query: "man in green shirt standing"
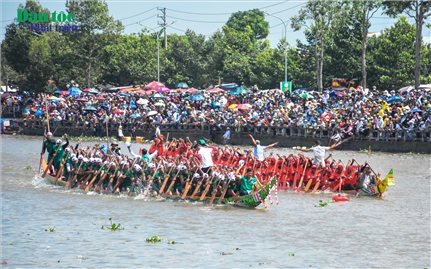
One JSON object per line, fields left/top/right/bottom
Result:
{"left": 240, "top": 168, "right": 257, "bottom": 195}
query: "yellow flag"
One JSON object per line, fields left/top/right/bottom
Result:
{"left": 384, "top": 169, "right": 395, "bottom": 186}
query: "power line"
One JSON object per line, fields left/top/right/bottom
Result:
{"left": 167, "top": 15, "right": 226, "bottom": 24}
{"left": 167, "top": 24, "right": 187, "bottom": 33}
{"left": 259, "top": 0, "right": 290, "bottom": 11}
{"left": 118, "top": 7, "right": 156, "bottom": 21}
{"left": 270, "top": 2, "right": 306, "bottom": 15}
{"left": 123, "top": 14, "right": 156, "bottom": 27}
{"left": 167, "top": 8, "right": 231, "bottom": 16}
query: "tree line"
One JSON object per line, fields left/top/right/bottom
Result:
{"left": 1, "top": 0, "right": 430, "bottom": 93}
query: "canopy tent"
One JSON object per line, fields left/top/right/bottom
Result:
{"left": 418, "top": 84, "right": 431, "bottom": 91}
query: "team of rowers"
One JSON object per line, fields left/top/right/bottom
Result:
{"left": 40, "top": 131, "right": 383, "bottom": 199}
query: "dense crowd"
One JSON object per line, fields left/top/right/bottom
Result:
{"left": 2, "top": 84, "right": 430, "bottom": 140}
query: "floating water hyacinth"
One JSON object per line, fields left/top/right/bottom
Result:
{"left": 101, "top": 218, "right": 123, "bottom": 231}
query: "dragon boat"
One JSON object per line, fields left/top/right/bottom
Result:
{"left": 40, "top": 159, "right": 277, "bottom": 209}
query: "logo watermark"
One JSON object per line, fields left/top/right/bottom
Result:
{"left": 17, "top": 8, "right": 79, "bottom": 33}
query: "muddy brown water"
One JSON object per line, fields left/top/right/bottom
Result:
{"left": 1, "top": 135, "right": 430, "bottom": 268}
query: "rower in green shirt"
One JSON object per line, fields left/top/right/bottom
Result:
{"left": 240, "top": 168, "right": 257, "bottom": 195}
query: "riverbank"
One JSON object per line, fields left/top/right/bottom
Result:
{"left": 8, "top": 122, "right": 431, "bottom": 154}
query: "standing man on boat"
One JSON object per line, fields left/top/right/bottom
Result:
{"left": 296, "top": 140, "right": 341, "bottom": 167}
{"left": 194, "top": 139, "right": 216, "bottom": 173}
{"left": 248, "top": 134, "right": 278, "bottom": 161}
{"left": 41, "top": 131, "right": 56, "bottom": 163}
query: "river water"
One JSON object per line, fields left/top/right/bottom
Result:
{"left": 1, "top": 135, "right": 430, "bottom": 268}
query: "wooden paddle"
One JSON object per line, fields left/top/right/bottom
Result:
{"left": 199, "top": 174, "right": 216, "bottom": 201}
{"left": 41, "top": 146, "right": 61, "bottom": 178}
{"left": 54, "top": 152, "right": 70, "bottom": 185}
{"left": 94, "top": 168, "right": 111, "bottom": 193}
{"left": 296, "top": 159, "right": 309, "bottom": 192}
{"left": 180, "top": 172, "right": 195, "bottom": 200}
{"left": 84, "top": 163, "right": 106, "bottom": 193}
{"left": 208, "top": 176, "right": 223, "bottom": 205}
{"left": 311, "top": 176, "right": 321, "bottom": 193}
{"left": 65, "top": 161, "right": 83, "bottom": 189}
{"left": 158, "top": 164, "right": 175, "bottom": 194}
{"left": 163, "top": 169, "right": 181, "bottom": 195}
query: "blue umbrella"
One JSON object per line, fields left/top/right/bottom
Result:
{"left": 84, "top": 106, "right": 97, "bottom": 112}
{"left": 68, "top": 87, "right": 81, "bottom": 97}
{"left": 387, "top": 96, "right": 402, "bottom": 103}
{"left": 411, "top": 108, "right": 423, "bottom": 113}
{"left": 119, "top": 92, "right": 129, "bottom": 97}
{"left": 54, "top": 89, "right": 62, "bottom": 94}
{"left": 35, "top": 109, "right": 43, "bottom": 117}
{"left": 130, "top": 113, "right": 141, "bottom": 119}
{"left": 190, "top": 95, "right": 204, "bottom": 101}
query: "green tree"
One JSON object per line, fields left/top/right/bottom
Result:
{"left": 354, "top": 0, "right": 382, "bottom": 89}
{"left": 383, "top": 0, "right": 431, "bottom": 89}
{"left": 66, "top": 0, "right": 122, "bottom": 88}
{"left": 367, "top": 17, "right": 416, "bottom": 90}
{"left": 102, "top": 32, "right": 158, "bottom": 85}
{"left": 291, "top": 0, "right": 347, "bottom": 91}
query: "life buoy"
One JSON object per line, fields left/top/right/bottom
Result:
{"left": 332, "top": 194, "right": 349, "bottom": 202}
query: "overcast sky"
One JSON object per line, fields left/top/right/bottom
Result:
{"left": 2, "top": 0, "right": 429, "bottom": 47}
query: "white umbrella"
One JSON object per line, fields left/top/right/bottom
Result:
{"left": 147, "top": 111, "right": 158, "bottom": 116}
{"left": 154, "top": 101, "right": 165, "bottom": 107}
{"left": 398, "top": 86, "right": 414, "bottom": 94}
{"left": 137, "top": 98, "right": 148, "bottom": 105}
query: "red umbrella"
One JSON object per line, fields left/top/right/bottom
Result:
{"left": 237, "top": 104, "right": 252, "bottom": 110}
{"left": 96, "top": 96, "right": 105, "bottom": 100}
{"left": 205, "top": 87, "right": 224, "bottom": 93}
{"left": 186, "top": 87, "right": 199, "bottom": 93}
{"left": 114, "top": 108, "right": 123, "bottom": 115}
{"left": 145, "top": 89, "right": 157, "bottom": 94}
{"left": 145, "top": 81, "right": 165, "bottom": 90}
{"left": 76, "top": 97, "right": 88, "bottom": 102}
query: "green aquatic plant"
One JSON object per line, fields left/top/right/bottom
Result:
{"left": 45, "top": 227, "right": 56, "bottom": 232}
{"left": 102, "top": 218, "right": 124, "bottom": 231}
{"left": 167, "top": 240, "right": 176, "bottom": 244}
{"left": 146, "top": 235, "right": 162, "bottom": 243}
{"left": 288, "top": 252, "right": 295, "bottom": 256}
{"left": 25, "top": 165, "right": 33, "bottom": 170}
{"left": 315, "top": 200, "right": 335, "bottom": 207}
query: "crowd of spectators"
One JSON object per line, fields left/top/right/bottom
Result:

> _EXERCISE BRIEF_
What you hand back should match the listing exactly, except that no pictures appear.

> _ANSWER TO THIS TASK_
query: "man in green shirt standing"
One JSON object per line, fields left/top/right/bottom
Result:
{"left": 240, "top": 168, "right": 257, "bottom": 195}
query: "yellow flag"
One JSON object per line, fields left/top/right/bottom
Result:
{"left": 384, "top": 169, "right": 395, "bottom": 186}
query: "power line"
One JSON object per line, fields left/top/right/bottom
Result:
{"left": 167, "top": 15, "right": 226, "bottom": 24}
{"left": 167, "top": 24, "right": 187, "bottom": 33}
{"left": 259, "top": 0, "right": 290, "bottom": 11}
{"left": 118, "top": 7, "right": 156, "bottom": 21}
{"left": 270, "top": 2, "right": 306, "bottom": 15}
{"left": 123, "top": 14, "right": 156, "bottom": 27}
{"left": 167, "top": 8, "right": 231, "bottom": 16}
query: "tree line"
One JSON object per line, fields left/top/right/bottom
Result:
{"left": 1, "top": 0, "right": 430, "bottom": 93}
query: "canopy tent"
One JSON object per line, fields left/top/right/bottom
Result:
{"left": 418, "top": 84, "right": 431, "bottom": 91}
query: "team of rowers"
One JSON object per line, fields left/top/right/bottom
Result:
{"left": 40, "top": 131, "right": 383, "bottom": 199}
query: "dense crowd"
One JSON object per line, fields left/top/right/bottom
Result:
{"left": 2, "top": 84, "right": 430, "bottom": 140}
query: "floating water hyacinth"
One JSON object per line, fields left/top/right/bottom
Result:
{"left": 101, "top": 218, "right": 123, "bottom": 231}
query: "dragon boat"
One JSON object per line, fields left/top/right/bottom
Result:
{"left": 40, "top": 159, "right": 277, "bottom": 209}
query: "logo watermark"
One JSON object per line, fields left/top/right/bottom
Result:
{"left": 17, "top": 8, "right": 79, "bottom": 33}
query: "muddy brown water"
One JSON object per line, fields left/top/right/bottom
Result:
{"left": 1, "top": 135, "right": 430, "bottom": 268}
query: "rower in green shirt"
One JSON object per line, fields left/top/right/bottom
Result:
{"left": 240, "top": 168, "right": 257, "bottom": 195}
query: "riverbank"
One JSON object per line, fields left/top/right/bottom
Result:
{"left": 8, "top": 122, "right": 431, "bottom": 154}
query: "standing man on boat"
One JSON object per line, fields left/top/right/bottom
Result:
{"left": 296, "top": 140, "right": 341, "bottom": 167}
{"left": 194, "top": 139, "right": 216, "bottom": 173}
{"left": 248, "top": 134, "right": 278, "bottom": 161}
{"left": 41, "top": 131, "right": 56, "bottom": 163}
query: "river water"
One JSON object per line, fields left/top/right/bottom
Result:
{"left": 1, "top": 135, "right": 430, "bottom": 268}
query: "wooden paddle"
One JSON object per line, fields left/top/right/bottom
Result:
{"left": 199, "top": 174, "right": 216, "bottom": 201}
{"left": 41, "top": 146, "right": 61, "bottom": 178}
{"left": 54, "top": 152, "right": 70, "bottom": 185}
{"left": 94, "top": 168, "right": 111, "bottom": 193}
{"left": 296, "top": 159, "right": 309, "bottom": 192}
{"left": 180, "top": 172, "right": 195, "bottom": 200}
{"left": 84, "top": 163, "right": 106, "bottom": 193}
{"left": 208, "top": 176, "right": 223, "bottom": 205}
{"left": 311, "top": 176, "right": 321, "bottom": 193}
{"left": 65, "top": 161, "right": 83, "bottom": 189}
{"left": 158, "top": 164, "right": 175, "bottom": 194}
{"left": 163, "top": 169, "right": 181, "bottom": 195}
query: "blue umbrella"
One JSON object per line, fields left/top/right/bottom
Result:
{"left": 84, "top": 106, "right": 97, "bottom": 112}
{"left": 68, "top": 87, "right": 81, "bottom": 97}
{"left": 387, "top": 96, "right": 402, "bottom": 103}
{"left": 411, "top": 108, "right": 423, "bottom": 113}
{"left": 119, "top": 92, "right": 129, "bottom": 97}
{"left": 54, "top": 89, "right": 62, "bottom": 94}
{"left": 35, "top": 109, "right": 43, "bottom": 117}
{"left": 130, "top": 113, "right": 141, "bottom": 119}
{"left": 190, "top": 95, "right": 204, "bottom": 101}
query: "green tree"
One JSON object per line, fields left/top/right/bottom
Result:
{"left": 354, "top": 0, "right": 382, "bottom": 89}
{"left": 383, "top": 0, "right": 431, "bottom": 89}
{"left": 66, "top": 0, "right": 122, "bottom": 88}
{"left": 367, "top": 17, "right": 416, "bottom": 90}
{"left": 102, "top": 32, "right": 158, "bottom": 85}
{"left": 291, "top": 0, "right": 347, "bottom": 91}
query: "life buoy"
One JSON object per line, fields left/top/right/bottom
Result:
{"left": 332, "top": 194, "right": 349, "bottom": 202}
query: "overcast sky"
One JSON object per line, fields left/top/right/bottom
Result:
{"left": 2, "top": 0, "right": 429, "bottom": 47}
query: "white umbrella"
One JSON object per line, fields left/top/right/bottom
Result:
{"left": 147, "top": 111, "right": 158, "bottom": 116}
{"left": 154, "top": 101, "right": 165, "bottom": 107}
{"left": 398, "top": 86, "right": 414, "bottom": 94}
{"left": 137, "top": 98, "right": 148, "bottom": 105}
query: "red umbrella"
One JSON object per line, fields left/top/right/bottom
Result:
{"left": 237, "top": 104, "right": 252, "bottom": 110}
{"left": 96, "top": 96, "right": 105, "bottom": 100}
{"left": 205, "top": 87, "right": 224, "bottom": 93}
{"left": 186, "top": 87, "right": 199, "bottom": 93}
{"left": 114, "top": 108, "right": 123, "bottom": 115}
{"left": 145, "top": 89, "right": 157, "bottom": 94}
{"left": 145, "top": 81, "right": 165, "bottom": 90}
{"left": 76, "top": 97, "right": 88, "bottom": 102}
query: "green aquatic plant"
One JSON object per line, fields left/top/right/bottom
Result:
{"left": 45, "top": 227, "right": 56, "bottom": 232}
{"left": 102, "top": 218, "right": 124, "bottom": 231}
{"left": 167, "top": 240, "right": 176, "bottom": 244}
{"left": 146, "top": 235, "right": 162, "bottom": 243}
{"left": 288, "top": 252, "right": 295, "bottom": 256}
{"left": 25, "top": 165, "right": 33, "bottom": 170}
{"left": 315, "top": 200, "right": 335, "bottom": 207}
query: "crowd of spectators"
One JSON object per line, fields left/top/right/bottom
Result:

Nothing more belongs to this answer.